(PASSAGE FOR REVIEW)

Researchers have developed and validated a multiresidue method for pesticide and veterinary drug detection in animal feeds using liquid- and gas chromatography with tandem mass spectrometry (LC–MS/MS and GC–MS/MS).
Photo Credit: stock.adobe.com/dusanpetkovic1
Contaminated livestock feeds can have severe health implications to the animals themselves and also to the consumers of animals products further down the agricultural production chain. Two major concerns are pesticides and veterinary drugs which find their way into livestock feeds for different reasons. As livestock feeds tend to be the by-products of cereals, pulses and oilseeds they will have previously been treated with pesticides, and despite processing treatments, some can remain in the final food product given to the animals. The consumption of contaminated feeds can cause severe health complications for livestock including lung and liver cancer, mutation in chromosomes, teratogenicity, nephrotoxicity and hepatotoxicity (2,3).

(End PASSAGE FOR REVIEW)

PROBLEMS AND TASKS =>
(a) What is the Spanish translation of this sentence from the passage on contaminated livestock feed: "Two major concerns are pesticides and veterinary drugs which find their way into livestock feeds for different reasons."?
(b) Can you pick up the passage on contaminated livestock feed after its last sentence and carry it forward?

(EXERCISE DATA)

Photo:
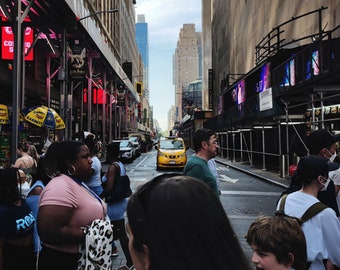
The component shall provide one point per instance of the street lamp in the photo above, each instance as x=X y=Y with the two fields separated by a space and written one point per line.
x=96 y=13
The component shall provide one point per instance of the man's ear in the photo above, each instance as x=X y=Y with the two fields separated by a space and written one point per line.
x=146 y=257
x=291 y=259
x=204 y=144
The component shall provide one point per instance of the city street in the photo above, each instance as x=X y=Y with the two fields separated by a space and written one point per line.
x=244 y=197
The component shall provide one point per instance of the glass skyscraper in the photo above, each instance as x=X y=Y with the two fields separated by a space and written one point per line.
x=143 y=47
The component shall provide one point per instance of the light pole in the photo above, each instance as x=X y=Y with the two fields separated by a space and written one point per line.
x=17 y=74
x=96 y=13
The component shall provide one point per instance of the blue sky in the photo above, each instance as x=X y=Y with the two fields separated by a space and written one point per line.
x=165 y=19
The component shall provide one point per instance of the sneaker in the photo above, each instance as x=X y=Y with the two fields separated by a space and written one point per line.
x=114 y=252
x=125 y=267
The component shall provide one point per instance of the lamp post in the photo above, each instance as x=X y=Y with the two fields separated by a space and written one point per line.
x=17 y=72
x=96 y=13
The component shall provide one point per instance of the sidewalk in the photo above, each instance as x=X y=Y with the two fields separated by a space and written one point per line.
x=265 y=175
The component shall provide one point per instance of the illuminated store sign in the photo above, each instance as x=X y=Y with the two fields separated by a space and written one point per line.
x=7 y=43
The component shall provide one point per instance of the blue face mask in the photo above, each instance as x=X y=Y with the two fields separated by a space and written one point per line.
x=332 y=157
x=25 y=188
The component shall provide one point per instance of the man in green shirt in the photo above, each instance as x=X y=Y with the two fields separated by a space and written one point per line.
x=206 y=147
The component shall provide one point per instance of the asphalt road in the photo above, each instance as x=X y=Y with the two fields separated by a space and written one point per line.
x=244 y=197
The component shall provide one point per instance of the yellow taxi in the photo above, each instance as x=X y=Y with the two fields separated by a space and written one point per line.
x=171 y=153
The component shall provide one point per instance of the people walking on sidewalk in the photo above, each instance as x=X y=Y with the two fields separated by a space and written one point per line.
x=67 y=206
x=16 y=224
x=322 y=232
x=95 y=182
x=116 y=208
x=177 y=222
x=278 y=243
x=206 y=147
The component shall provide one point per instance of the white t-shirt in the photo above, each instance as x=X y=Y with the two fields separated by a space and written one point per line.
x=322 y=231
x=95 y=179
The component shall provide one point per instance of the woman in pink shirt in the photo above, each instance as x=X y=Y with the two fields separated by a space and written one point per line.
x=66 y=205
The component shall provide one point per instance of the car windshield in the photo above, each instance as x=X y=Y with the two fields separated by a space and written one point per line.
x=124 y=144
x=171 y=144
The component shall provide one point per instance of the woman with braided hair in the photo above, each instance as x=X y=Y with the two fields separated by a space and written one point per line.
x=67 y=205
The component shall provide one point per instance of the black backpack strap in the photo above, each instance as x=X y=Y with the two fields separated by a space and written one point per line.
x=313 y=211
x=282 y=204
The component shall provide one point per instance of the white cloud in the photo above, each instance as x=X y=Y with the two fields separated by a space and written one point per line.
x=165 y=19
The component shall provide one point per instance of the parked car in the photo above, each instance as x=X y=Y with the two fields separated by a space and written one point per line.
x=136 y=142
x=127 y=151
x=171 y=153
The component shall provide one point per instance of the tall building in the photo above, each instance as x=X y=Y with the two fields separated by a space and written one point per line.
x=187 y=66
x=171 y=117
x=143 y=47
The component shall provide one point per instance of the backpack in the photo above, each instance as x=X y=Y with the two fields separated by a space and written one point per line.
x=121 y=188
x=312 y=211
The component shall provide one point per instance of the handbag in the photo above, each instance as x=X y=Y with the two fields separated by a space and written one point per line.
x=121 y=188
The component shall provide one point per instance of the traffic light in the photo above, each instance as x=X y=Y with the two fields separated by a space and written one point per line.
x=139 y=87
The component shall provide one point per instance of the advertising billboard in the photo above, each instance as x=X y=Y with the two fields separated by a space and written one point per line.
x=7 y=43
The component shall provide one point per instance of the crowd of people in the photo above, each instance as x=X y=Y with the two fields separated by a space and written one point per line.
x=63 y=218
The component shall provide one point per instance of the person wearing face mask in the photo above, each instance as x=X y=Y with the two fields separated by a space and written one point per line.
x=23 y=185
x=323 y=143
x=322 y=231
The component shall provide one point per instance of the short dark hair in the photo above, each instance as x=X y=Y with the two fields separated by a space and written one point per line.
x=184 y=225
x=23 y=146
x=202 y=135
x=9 y=191
x=279 y=235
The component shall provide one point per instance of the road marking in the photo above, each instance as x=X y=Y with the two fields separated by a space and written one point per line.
x=257 y=193
x=225 y=169
x=141 y=161
x=243 y=217
x=227 y=179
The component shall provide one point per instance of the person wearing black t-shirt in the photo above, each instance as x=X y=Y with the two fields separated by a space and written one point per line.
x=16 y=224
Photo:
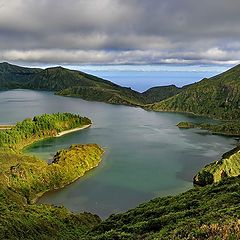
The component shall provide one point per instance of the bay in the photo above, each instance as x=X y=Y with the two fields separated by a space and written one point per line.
x=146 y=155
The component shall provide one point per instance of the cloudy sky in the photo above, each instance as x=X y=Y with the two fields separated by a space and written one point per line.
x=76 y=32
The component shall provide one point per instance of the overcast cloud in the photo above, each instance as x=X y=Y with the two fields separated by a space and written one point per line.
x=120 y=31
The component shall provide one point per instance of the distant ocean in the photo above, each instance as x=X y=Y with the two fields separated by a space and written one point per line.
x=142 y=80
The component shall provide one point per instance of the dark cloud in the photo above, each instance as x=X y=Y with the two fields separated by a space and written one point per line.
x=120 y=31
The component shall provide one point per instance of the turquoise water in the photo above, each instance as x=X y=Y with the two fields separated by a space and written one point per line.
x=146 y=154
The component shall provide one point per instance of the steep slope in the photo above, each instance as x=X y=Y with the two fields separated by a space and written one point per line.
x=67 y=83
x=211 y=212
x=217 y=97
x=12 y=76
x=228 y=166
x=157 y=94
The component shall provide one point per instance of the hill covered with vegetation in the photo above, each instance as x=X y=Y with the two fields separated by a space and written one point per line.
x=217 y=97
x=66 y=82
x=157 y=94
x=46 y=125
x=24 y=178
x=210 y=212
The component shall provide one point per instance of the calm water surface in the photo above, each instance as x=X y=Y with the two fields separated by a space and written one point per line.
x=146 y=154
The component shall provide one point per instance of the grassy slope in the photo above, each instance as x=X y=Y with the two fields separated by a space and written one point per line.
x=210 y=212
x=228 y=166
x=78 y=84
x=217 y=97
x=230 y=128
x=67 y=82
x=22 y=178
x=157 y=94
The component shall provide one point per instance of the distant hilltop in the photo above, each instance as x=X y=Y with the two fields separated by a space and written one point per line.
x=217 y=97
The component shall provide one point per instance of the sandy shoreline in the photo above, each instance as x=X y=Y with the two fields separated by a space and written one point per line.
x=73 y=130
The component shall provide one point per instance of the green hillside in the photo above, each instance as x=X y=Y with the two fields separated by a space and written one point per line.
x=217 y=97
x=228 y=166
x=24 y=178
x=67 y=83
x=211 y=212
x=157 y=94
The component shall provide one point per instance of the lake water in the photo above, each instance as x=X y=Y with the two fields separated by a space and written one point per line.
x=146 y=154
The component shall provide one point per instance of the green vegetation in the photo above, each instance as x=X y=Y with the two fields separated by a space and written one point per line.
x=25 y=178
x=31 y=177
x=157 y=94
x=211 y=212
x=228 y=166
x=46 y=125
x=217 y=97
x=230 y=128
x=113 y=95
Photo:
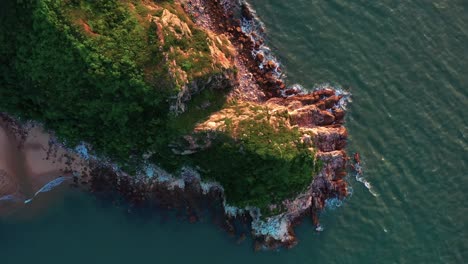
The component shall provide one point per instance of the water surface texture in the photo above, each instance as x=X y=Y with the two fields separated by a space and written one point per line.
x=406 y=64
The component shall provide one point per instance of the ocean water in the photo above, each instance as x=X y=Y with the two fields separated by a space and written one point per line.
x=406 y=64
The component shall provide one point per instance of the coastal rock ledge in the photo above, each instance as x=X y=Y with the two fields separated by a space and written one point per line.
x=257 y=105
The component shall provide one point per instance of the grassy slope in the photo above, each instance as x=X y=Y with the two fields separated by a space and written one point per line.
x=93 y=70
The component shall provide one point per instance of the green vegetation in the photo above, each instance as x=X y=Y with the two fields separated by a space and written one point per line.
x=95 y=71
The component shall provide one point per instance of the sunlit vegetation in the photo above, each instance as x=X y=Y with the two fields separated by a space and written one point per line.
x=96 y=71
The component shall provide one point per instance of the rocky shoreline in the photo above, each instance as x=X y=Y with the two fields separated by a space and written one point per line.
x=319 y=116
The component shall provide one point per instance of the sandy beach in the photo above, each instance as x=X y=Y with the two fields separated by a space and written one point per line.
x=28 y=161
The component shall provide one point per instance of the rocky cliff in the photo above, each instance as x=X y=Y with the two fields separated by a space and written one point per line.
x=229 y=134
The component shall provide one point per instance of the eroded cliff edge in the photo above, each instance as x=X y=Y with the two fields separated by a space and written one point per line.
x=235 y=137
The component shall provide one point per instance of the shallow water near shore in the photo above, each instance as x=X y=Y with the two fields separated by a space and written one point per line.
x=405 y=64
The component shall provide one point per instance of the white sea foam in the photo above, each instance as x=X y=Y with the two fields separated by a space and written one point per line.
x=50 y=186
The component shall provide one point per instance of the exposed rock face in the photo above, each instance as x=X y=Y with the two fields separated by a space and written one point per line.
x=318 y=115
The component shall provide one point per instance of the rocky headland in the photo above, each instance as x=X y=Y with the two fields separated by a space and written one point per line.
x=260 y=117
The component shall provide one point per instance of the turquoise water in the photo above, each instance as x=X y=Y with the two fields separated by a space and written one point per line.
x=406 y=64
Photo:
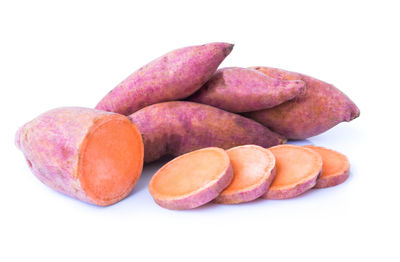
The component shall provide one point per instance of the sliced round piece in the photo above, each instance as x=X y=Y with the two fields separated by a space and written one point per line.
x=253 y=171
x=192 y=179
x=297 y=170
x=335 y=167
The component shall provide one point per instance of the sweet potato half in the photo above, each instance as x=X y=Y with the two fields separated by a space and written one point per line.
x=91 y=155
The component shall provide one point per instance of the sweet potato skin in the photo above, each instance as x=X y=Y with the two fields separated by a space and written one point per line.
x=291 y=192
x=333 y=179
x=175 y=128
x=174 y=76
x=299 y=188
x=199 y=198
x=51 y=144
x=247 y=196
x=240 y=90
x=319 y=108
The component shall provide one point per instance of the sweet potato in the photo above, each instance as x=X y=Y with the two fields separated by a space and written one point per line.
x=191 y=180
x=335 y=167
x=175 y=128
x=297 y=170
x=319 y=108
x=242 y=90
x=91 y=155
x=253 y=172
x=176 y=75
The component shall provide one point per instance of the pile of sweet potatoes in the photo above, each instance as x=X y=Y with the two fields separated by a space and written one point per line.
x=182 y=103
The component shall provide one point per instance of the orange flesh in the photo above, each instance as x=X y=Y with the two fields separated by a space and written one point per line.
x=333 y=163
x=251 y=165
x=189 y=172
x=294 y=164
x=111 y=159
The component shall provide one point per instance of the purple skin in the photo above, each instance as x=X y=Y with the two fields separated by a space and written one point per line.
x=51 y=145
x=249 y=194
x=240 y=90
x=290 y=192
x=175 y=128
x=321 y=107
x=332 y=180
x=176 y=75
x=201 y=196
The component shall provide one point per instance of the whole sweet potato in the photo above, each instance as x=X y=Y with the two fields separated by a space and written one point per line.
x=175 y=128
x=319 y=108
x=176 y=75
x=240 y=90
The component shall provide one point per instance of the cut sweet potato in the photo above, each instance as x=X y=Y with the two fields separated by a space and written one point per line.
x=253 y=171
x=193 y=179
x=335 y=167
x=297 y=170
x=91 y=155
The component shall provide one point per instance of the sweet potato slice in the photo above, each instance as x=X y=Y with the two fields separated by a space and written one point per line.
x=335 y=167
x=91 y=155
x=192 y=179
x=253 y=171
x=297 y=170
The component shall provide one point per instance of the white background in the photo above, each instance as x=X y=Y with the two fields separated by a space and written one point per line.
x=71 y=53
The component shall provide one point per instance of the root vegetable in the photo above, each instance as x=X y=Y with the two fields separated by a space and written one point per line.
x=321 y=107
x=191 y=180
x=335 y=167
x=91 y=155
x=176 y=75
x=242 y=90
x=297 y=169
x=175 y=128
x=253 y=172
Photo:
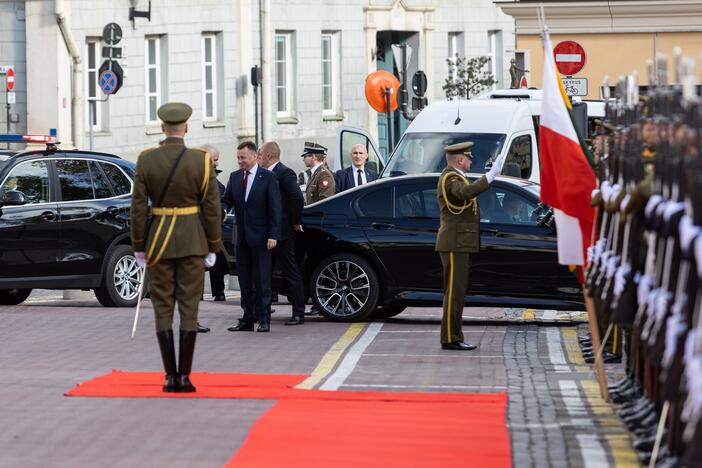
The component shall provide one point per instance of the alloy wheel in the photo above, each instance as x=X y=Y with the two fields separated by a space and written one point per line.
x=127 y=277
x=342 y=288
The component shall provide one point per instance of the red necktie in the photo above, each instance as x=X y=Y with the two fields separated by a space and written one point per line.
x=246 y=179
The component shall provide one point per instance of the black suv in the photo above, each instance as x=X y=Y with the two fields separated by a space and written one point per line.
x=64 y=224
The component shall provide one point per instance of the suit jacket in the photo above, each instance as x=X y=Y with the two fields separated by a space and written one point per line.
x=291 y=198
x=459 y=225
x=193 y=185
x=346 y=178
x=258 y=218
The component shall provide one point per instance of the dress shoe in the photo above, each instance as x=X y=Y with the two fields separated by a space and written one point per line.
x=296 y=320
x=458 y=346
x=242 y=326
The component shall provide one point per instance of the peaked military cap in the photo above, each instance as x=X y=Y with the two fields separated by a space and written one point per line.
x=174 y=113
x=460 y=148
x=313 y=148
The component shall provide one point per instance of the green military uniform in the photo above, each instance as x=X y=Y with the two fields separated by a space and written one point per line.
x=459 y=235
x=184 y=229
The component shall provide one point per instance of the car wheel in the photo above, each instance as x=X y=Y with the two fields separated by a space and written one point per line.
x=345 y=288
x=13 y=296
x=121 y=280
x=383 y=312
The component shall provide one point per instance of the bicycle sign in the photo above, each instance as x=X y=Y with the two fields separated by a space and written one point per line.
x=575 y=86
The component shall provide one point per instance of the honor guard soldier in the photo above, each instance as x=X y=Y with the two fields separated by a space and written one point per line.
x=321 y=182
x=459 y=235
x=175 y=243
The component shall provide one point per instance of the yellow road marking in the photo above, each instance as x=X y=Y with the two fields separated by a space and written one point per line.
x=329 y=360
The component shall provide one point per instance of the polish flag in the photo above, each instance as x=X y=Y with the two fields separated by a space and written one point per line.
x=567 y=179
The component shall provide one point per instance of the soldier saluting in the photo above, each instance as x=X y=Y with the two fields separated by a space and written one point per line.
x=459 y=235
x=321 y=182
x=180 y=182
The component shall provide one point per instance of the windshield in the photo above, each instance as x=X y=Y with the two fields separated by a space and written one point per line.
x=421 y=153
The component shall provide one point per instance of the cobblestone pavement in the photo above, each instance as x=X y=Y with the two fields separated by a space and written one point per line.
x=555 y=415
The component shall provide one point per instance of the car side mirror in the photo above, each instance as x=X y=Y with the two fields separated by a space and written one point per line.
x=14 y=198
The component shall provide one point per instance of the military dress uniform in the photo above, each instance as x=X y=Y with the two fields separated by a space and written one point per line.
x=458 y=236
x=177 y=238
x=321 y=183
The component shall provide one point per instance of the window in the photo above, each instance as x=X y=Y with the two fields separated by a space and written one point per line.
x=32 y=179
x=412 y=201
x=498 y=205
x=101 y=186
x=377 y=204
x=120 y=183
x=209 y=77
x=495 y=56
x=153 y=71
x=74 y=180
x=331 y=74
x=518 y=162
x=284 y=74
x=94 y=108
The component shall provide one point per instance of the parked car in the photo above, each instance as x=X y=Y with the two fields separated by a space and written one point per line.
x=64 y=224
x=370 y=250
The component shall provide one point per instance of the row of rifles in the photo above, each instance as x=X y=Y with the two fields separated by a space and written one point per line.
x=646 y=259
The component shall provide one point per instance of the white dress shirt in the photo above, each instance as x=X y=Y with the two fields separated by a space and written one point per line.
x=249 y=181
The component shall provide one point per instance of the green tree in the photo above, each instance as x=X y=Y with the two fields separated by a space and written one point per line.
x=467 y=77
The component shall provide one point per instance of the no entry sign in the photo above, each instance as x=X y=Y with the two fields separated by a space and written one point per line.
x=570 y=57
x=10 y=79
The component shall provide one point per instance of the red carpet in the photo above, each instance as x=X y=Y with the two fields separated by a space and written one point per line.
x=339 y=429
x=382 y=434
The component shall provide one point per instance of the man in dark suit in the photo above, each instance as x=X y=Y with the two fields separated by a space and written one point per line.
x=356 y=175
x=255 y=196
x=292 y=203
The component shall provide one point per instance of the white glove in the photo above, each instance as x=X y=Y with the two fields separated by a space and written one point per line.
x=496 y=168
x=210 y=260
x=141 y=258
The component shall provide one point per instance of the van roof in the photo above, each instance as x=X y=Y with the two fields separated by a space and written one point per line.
x=477 y=116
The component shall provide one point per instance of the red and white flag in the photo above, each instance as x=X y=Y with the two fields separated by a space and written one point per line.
x=567 y=179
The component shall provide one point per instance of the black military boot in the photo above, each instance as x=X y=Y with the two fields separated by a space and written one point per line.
x=165 y=343
x=185 y=361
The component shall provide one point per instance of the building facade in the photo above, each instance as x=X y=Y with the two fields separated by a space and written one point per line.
x=618 y=36
x=315 y=58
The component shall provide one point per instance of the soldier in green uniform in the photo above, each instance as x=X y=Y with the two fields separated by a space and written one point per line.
x=177 y=244
x=321 y=182
x=459 y=235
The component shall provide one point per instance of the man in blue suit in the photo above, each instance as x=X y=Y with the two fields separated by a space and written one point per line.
x=255 y=196
x=292 y=203
x=358 y=173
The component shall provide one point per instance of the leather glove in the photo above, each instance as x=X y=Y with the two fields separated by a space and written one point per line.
x=496 y=168
x=210 y=260
x=141 y=258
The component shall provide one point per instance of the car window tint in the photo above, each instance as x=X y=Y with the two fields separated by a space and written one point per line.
x=412 y=201
x=120 y=183
x=498 y=205
x=518 y=162
x=100 y=183
x=377 y=204
x=74 y=180
x=32 y=179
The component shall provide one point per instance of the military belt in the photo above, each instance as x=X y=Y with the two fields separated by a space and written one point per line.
x=180 y=211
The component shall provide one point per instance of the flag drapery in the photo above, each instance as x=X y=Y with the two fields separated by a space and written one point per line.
x=567 y=178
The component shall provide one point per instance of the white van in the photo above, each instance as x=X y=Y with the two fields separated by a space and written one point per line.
x=502 y=121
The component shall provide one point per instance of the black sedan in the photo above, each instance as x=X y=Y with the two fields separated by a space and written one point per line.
x=370 y=250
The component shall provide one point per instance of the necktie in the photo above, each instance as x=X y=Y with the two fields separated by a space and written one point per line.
x=246 y=180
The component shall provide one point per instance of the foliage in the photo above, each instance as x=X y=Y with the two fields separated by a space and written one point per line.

(End EXERCISE DATA)

EXERCISE RESULTS =>
(a) Dos de las principales preocupaciones son los plaguicidas y los medicamentos veterinarios, que llegan a los piensos para el ganado por diferentes motivos.

(b)
Alternatively, veterinary drugs are often purposely inserted into animal feeds to administer treatments to the animal without the need for injections. While this is an easier process it can lead to higher than necessary dosages being administered and can also lead to complications if administered at the wrong time with residues remaining in the tissues of farm animals and going on to affect humans further down the food chain.
Many reported methods exist which analyse pesticides and veterinary drugs separately in animal feed matrices, whereas only a few studies exist that use a single method for the simultaneous estimation of contaminant residues. Therefore, researchers aimed to develop and validate a single method for the analysis of wide range of pesticides and frequently used veterinary drugs by using both LC–MS/MS and GC–MS/MS.
The developed method, which included a single extraction and optimized sample preparation workflow, successfully detected 192 pesticides during GC–MS/MS analysis and 187 compounds, including 17 veterinary drugs, during LC–MS/MS analysis. The validated methods performance also complied with the requirements of EU-MRLs and DG-SANTE’s analytical quality control criteria, and is therefore suitable for regulatory and commercial testing purposes.